__Work order A__: In the cheatgrass article, update the part that opens with the words containing "A short-lived annual" and closes with "of its biodiversity.", replacing "biodiversity" with "species diversity".
__Work order B__: Name every institution that the cheatgrass article says the study authors came from.

__Reading passage__:
Invasive cheatgrass fuels bigger, more frequent wildfires

A cheatgrass-choked hillside near the Snake River Birds of Prey National Conservation Area in Idaho
(Brian VanderBrug / Los Angeles Times)

When a team of academic researchers blended wildfire data with satellite images from the Great Basin, they confirmed what public land managers and ranchers have seen on the ground for years: cheatgrass, an invasive grass accidentally introduced by settlers more than a century ago, is fueling bigger, more frequent wildfires in that empty stretch of the West.

Comparing regional land cover maps with the dates and boundaries of Great Basin wildfires, the researchers found that fires in areas dominated by cheatgrass consistently ranked as the largest or second largest. Of the 50 biggest fires recorded in one dataset from 2000 to 2009, 39 involved cheatgrass. The invasive covered 6% of the landscape, but 13% of the burned land, giving it an outsized role in the largest fires.

Cheatgrass-covered rangelands were also nearly four times more likely to burn during that period when compared with all land with native vegetation, according to the study, which appears in the current online edition of Global Change Biology.


Cheatgrass-driven changes in the wildfire cycle are destroying the sagebrush ecosystem in big stretches of the Great Basin, which includes most of Nevada and parts of Utah, Idaho, Oregon and California.

A short-lived annual that is dead most of the year, the exotic grass doesn’t provide the nutrients or wildlife shelter that natives do, ultimately stripping land of its biodiversity.

It ignites easily and burns quickly, fueling fires that incinerate sagebrush, pinyon-juniper woodlands and other native plants. “As sites burn, more and more of them are likely to become cheatgrass grasslands, thus increasing their future probability of burning,” wrote the study authors, who were from Penn State, the University of Massachusetts-Amherst, UC Santa Barbara and University College London.

Stored data entries
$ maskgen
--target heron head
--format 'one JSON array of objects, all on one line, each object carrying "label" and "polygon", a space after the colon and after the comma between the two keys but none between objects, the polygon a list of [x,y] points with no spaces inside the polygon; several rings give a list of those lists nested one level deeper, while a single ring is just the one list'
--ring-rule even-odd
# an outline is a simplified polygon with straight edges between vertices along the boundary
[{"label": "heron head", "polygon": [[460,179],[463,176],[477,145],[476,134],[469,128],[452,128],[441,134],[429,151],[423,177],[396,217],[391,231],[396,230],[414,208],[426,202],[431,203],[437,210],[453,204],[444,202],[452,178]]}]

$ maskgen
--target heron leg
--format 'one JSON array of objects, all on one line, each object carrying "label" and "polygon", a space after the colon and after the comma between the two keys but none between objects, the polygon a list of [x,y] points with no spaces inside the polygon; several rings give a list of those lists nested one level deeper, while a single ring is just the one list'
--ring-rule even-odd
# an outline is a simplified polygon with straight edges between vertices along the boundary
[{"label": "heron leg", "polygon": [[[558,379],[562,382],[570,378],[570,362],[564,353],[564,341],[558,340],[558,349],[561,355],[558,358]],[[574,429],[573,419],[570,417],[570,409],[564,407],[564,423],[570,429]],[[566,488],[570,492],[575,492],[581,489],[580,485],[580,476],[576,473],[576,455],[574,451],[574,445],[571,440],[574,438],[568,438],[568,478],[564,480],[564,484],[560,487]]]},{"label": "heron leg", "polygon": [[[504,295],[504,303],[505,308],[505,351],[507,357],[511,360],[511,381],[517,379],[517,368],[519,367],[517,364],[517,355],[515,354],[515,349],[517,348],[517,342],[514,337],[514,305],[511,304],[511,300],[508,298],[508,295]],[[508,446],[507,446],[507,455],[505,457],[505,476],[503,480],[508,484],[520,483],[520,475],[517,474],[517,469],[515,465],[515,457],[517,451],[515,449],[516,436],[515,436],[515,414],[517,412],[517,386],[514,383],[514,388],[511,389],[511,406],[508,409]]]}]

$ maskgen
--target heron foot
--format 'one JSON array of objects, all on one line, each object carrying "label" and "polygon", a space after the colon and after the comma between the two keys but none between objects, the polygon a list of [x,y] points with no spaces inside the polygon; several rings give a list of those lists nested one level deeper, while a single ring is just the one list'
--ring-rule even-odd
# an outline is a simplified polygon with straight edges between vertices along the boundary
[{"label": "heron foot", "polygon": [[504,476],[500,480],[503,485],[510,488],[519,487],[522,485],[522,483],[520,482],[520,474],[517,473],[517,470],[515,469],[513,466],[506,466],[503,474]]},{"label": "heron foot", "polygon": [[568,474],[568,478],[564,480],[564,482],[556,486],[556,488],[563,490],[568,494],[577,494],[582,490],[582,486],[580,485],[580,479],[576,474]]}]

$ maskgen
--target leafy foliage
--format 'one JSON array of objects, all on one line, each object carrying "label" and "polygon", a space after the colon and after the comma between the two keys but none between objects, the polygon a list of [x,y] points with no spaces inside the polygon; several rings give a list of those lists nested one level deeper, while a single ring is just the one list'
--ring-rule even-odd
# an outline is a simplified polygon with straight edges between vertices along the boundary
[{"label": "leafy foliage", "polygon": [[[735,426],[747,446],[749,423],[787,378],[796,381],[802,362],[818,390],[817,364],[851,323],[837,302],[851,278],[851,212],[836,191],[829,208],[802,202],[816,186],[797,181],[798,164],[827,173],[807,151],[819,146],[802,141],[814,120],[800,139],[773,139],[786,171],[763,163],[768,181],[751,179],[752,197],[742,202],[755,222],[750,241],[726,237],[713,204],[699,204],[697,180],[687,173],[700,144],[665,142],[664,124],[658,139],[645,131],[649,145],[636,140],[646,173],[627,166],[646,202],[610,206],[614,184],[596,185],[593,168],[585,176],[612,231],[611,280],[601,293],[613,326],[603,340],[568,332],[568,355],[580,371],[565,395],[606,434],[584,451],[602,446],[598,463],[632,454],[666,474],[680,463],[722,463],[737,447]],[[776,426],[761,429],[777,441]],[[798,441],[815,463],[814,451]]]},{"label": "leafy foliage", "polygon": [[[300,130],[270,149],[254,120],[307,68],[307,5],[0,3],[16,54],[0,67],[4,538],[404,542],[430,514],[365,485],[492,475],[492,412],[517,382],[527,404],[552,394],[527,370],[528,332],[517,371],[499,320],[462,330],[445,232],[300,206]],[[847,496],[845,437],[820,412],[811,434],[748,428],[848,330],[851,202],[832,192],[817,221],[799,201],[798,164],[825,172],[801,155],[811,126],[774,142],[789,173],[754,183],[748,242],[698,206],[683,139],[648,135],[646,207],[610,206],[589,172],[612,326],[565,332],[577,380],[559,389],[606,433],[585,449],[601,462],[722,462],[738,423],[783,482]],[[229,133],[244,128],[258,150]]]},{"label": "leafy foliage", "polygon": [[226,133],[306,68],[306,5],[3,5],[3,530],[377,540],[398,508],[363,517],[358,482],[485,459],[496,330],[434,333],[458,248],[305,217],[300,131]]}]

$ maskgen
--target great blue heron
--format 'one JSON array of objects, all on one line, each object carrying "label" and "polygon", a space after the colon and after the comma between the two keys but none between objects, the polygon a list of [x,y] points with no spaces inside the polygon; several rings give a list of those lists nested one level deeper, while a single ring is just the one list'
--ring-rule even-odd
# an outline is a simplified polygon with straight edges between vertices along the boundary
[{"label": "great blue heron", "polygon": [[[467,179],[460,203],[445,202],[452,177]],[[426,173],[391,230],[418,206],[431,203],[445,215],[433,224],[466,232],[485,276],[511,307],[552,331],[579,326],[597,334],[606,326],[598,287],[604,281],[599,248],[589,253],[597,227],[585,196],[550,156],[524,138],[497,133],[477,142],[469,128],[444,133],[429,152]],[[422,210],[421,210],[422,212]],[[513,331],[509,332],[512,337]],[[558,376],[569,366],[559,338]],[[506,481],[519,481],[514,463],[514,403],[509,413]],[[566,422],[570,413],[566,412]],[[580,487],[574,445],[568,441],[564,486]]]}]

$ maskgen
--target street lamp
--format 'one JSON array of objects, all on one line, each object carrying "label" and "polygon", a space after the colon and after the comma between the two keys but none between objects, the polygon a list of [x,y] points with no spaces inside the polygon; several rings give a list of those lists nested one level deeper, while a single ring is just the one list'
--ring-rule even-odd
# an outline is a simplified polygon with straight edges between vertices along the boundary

__Reply A__:
A short-lived annual that is dead most of the year, the exotic grass doesn’t provide the nutrients or wildlife shelter that natives do, ultimately stripping land of its species diversity.

__Reply B__: Penn State, the University of Massachusetts-Amherst, UC Santa Barbara, University College London